**What to do**.
Exactly reproduce the lines beginning with the line that includes "the green tree" and ending with the last line of the data.

**Records provided**.
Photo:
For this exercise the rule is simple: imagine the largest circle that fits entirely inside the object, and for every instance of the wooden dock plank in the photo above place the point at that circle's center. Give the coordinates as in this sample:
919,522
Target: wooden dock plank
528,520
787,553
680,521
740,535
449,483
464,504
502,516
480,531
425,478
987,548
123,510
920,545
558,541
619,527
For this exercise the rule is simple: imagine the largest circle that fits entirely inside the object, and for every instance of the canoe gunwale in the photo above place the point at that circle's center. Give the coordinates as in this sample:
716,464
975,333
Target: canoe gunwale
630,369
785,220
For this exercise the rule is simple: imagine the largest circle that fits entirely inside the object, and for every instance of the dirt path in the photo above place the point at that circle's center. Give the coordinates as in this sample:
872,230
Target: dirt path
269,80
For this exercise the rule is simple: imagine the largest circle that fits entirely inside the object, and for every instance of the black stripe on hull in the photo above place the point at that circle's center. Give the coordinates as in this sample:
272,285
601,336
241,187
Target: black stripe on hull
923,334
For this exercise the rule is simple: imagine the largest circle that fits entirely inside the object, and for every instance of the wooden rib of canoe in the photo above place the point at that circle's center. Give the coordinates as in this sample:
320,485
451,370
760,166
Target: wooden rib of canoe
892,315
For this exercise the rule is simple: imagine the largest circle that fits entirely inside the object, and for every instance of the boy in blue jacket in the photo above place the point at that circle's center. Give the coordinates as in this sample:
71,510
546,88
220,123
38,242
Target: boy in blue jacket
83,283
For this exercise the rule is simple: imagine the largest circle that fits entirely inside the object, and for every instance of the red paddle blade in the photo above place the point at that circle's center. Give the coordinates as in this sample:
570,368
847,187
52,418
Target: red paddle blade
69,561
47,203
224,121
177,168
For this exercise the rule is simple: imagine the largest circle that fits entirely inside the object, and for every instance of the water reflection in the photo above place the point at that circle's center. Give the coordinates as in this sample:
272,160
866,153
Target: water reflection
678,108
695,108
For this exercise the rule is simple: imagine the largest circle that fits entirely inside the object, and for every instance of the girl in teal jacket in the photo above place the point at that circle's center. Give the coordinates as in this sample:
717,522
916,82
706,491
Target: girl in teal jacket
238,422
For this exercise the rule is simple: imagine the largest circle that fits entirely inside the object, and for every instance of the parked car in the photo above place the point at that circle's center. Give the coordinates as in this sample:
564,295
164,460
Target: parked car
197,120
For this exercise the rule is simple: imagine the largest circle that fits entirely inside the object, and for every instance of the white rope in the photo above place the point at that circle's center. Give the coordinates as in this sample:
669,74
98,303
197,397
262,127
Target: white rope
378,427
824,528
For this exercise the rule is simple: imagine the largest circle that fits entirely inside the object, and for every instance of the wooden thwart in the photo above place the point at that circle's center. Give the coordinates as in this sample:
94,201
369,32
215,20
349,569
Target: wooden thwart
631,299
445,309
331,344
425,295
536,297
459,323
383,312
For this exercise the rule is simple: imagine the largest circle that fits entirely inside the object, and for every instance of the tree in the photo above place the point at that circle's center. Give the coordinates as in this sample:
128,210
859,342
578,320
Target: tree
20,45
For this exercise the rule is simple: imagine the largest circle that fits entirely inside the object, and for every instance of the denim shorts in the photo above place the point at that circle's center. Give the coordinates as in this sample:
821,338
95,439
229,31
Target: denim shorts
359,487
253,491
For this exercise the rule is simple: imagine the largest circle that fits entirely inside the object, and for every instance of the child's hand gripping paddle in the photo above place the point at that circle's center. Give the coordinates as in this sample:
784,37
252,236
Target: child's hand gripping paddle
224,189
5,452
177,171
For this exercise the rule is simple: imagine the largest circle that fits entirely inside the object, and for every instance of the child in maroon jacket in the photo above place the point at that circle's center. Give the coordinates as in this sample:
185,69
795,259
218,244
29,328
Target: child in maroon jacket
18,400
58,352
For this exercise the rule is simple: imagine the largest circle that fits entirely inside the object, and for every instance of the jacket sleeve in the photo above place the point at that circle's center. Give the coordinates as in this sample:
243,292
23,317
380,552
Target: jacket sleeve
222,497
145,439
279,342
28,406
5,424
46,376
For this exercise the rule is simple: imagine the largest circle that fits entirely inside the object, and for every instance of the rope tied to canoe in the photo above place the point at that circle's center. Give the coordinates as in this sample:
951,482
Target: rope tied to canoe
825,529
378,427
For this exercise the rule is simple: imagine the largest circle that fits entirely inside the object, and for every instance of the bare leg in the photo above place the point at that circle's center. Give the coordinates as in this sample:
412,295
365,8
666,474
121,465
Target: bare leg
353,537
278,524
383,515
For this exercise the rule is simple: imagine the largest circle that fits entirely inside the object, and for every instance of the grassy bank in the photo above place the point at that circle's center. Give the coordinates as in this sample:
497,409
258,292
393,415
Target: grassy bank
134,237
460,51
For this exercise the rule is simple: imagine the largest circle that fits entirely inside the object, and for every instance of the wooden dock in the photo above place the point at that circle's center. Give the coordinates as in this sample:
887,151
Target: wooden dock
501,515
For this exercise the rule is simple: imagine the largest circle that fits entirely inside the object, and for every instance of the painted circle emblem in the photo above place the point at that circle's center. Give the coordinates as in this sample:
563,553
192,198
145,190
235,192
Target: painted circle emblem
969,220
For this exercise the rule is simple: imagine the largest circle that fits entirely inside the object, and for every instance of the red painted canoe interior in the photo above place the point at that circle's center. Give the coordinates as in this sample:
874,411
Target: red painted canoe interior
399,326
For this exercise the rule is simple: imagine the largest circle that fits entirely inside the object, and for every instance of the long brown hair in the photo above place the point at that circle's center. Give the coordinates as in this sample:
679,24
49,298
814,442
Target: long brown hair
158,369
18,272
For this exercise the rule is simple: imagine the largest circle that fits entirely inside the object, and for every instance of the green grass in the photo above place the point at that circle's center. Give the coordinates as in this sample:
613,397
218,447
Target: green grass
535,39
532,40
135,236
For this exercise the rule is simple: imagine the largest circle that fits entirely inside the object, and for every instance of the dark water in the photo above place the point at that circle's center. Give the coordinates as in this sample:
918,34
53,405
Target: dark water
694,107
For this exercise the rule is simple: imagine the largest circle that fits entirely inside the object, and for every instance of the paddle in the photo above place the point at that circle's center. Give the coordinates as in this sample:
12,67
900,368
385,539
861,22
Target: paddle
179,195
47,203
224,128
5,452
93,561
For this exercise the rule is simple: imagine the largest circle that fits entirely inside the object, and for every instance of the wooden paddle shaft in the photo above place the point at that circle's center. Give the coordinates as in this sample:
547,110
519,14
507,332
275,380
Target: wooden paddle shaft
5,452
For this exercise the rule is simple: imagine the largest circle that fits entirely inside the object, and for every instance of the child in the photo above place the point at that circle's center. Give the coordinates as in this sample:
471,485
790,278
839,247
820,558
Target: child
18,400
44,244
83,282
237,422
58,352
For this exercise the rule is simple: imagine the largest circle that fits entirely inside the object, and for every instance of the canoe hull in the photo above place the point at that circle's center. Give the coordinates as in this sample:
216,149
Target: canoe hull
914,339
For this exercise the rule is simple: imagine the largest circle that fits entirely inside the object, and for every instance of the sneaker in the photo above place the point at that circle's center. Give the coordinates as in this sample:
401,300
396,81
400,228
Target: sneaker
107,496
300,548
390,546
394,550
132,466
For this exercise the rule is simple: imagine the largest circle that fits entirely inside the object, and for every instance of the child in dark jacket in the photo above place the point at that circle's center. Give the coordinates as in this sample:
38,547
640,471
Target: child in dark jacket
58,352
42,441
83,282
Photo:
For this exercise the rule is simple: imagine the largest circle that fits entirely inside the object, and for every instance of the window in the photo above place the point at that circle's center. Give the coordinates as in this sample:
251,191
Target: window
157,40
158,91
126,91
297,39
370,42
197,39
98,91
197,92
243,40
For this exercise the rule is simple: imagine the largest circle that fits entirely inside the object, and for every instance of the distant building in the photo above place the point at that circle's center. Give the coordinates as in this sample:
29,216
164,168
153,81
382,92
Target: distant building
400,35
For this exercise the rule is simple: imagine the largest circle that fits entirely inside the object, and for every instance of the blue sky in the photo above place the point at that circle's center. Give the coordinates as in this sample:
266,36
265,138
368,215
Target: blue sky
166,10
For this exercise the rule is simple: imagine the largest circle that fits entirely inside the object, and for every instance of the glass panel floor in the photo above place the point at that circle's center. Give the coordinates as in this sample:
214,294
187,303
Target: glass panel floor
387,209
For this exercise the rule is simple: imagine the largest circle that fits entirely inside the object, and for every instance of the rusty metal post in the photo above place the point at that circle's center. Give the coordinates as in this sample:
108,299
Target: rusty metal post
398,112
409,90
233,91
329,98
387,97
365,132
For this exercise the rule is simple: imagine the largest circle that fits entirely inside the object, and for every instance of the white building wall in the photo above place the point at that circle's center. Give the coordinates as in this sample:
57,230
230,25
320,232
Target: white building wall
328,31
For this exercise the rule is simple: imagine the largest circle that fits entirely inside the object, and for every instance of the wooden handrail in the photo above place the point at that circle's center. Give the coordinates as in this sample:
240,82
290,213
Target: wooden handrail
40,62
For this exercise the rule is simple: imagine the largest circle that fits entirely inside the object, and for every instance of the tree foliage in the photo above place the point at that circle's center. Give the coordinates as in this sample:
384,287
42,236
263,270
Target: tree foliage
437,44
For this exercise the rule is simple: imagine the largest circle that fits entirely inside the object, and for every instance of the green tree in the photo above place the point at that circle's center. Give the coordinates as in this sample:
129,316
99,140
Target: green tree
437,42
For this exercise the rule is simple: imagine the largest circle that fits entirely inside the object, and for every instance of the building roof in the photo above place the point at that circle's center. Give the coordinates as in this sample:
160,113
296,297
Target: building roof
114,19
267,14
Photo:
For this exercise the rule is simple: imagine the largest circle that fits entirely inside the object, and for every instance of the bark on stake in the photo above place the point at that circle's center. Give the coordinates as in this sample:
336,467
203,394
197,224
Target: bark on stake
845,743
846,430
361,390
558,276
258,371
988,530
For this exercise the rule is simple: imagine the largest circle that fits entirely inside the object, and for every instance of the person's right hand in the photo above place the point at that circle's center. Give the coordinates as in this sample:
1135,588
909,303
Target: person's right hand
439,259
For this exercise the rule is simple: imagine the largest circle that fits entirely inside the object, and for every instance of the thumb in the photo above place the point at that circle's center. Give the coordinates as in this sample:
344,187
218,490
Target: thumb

**Output below**.
For this exercise the rule is simple: imagine the largest circle that fits entirely inside the object, and for every instance of the green tree in the photo above place the point at that circle's center. Give the coordinates as in this sample:
129,316
99,140
Target: green tree
437,42
For this exercise the rule is simple: imagine the largest circle that fits entirely inside the object, and for every instance of the building roof in the photo above place the point at that circle's center. Give the coordinates as in this sample:
160,113
296,297
Target: building roof
114,19
267,14
Photo:
For this exercise the rule is simple: imagine the largest circle that fits entirely inside the object, and for every instance of the bark on stake in the photo above place the point at that circle's center. Give the coordinates as in this sample:
336,467
203,394
197,224
Target: bark on stake
845,743
846,430
361,390
558,276
258,371
988,530
For this exercise the rule is simple: imagine the largest circle that fits entirely inside the object, and for every instance of the person's right hand in the photo above place the point at that circle's center. Give the coordinates as in this sample:
1135,588
909,303
Target: person's right hand
439,259
For this exercise the rule is simple: imagine the largest circle that fits entirely inside the object, and for every instance of the thumb in the photo above place the point at that circle's center. Give the coordinates as in this sample:
344,187
218,490
Target: thumb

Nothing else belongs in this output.